▸ **The data**:
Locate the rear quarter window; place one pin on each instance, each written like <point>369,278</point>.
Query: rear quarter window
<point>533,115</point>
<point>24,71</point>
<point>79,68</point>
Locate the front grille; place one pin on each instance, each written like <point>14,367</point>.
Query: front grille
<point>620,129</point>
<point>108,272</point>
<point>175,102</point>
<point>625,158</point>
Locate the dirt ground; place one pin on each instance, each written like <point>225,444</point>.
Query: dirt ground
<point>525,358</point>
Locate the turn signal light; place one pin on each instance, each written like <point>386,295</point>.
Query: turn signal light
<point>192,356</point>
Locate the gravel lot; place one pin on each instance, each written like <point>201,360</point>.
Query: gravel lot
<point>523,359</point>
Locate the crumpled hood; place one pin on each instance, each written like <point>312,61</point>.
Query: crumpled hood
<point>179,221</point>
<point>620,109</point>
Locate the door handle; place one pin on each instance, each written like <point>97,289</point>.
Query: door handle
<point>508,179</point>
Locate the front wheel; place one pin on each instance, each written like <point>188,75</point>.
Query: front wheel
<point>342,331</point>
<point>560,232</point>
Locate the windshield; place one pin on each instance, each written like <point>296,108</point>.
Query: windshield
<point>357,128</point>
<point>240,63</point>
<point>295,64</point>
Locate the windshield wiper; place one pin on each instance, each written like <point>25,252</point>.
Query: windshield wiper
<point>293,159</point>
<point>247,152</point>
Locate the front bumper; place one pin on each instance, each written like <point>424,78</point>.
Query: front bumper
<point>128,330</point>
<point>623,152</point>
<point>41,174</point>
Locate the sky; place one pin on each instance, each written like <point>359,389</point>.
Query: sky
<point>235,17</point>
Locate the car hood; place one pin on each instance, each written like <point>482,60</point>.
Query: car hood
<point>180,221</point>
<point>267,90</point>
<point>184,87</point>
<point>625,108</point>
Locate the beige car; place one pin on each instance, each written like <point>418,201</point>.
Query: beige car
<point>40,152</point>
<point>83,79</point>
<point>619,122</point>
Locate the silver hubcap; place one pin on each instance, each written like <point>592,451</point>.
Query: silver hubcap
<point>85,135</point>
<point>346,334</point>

▸ **Try it**:
Repeat word for word every line from the start of the entries to the line holding "Locate the front grille;", inclusive, and nothing else.

▸ **Problem solution**:
Locate the rear quarter window; place one pin on each instance, each written like <point>369,278</point>.
Query: rear quarter window
<point>533,115</point>
<point>24,71</point>
<point>79,68</point>
Locate the front grille; place one pin on each instance, each written like <point>14,367</point>.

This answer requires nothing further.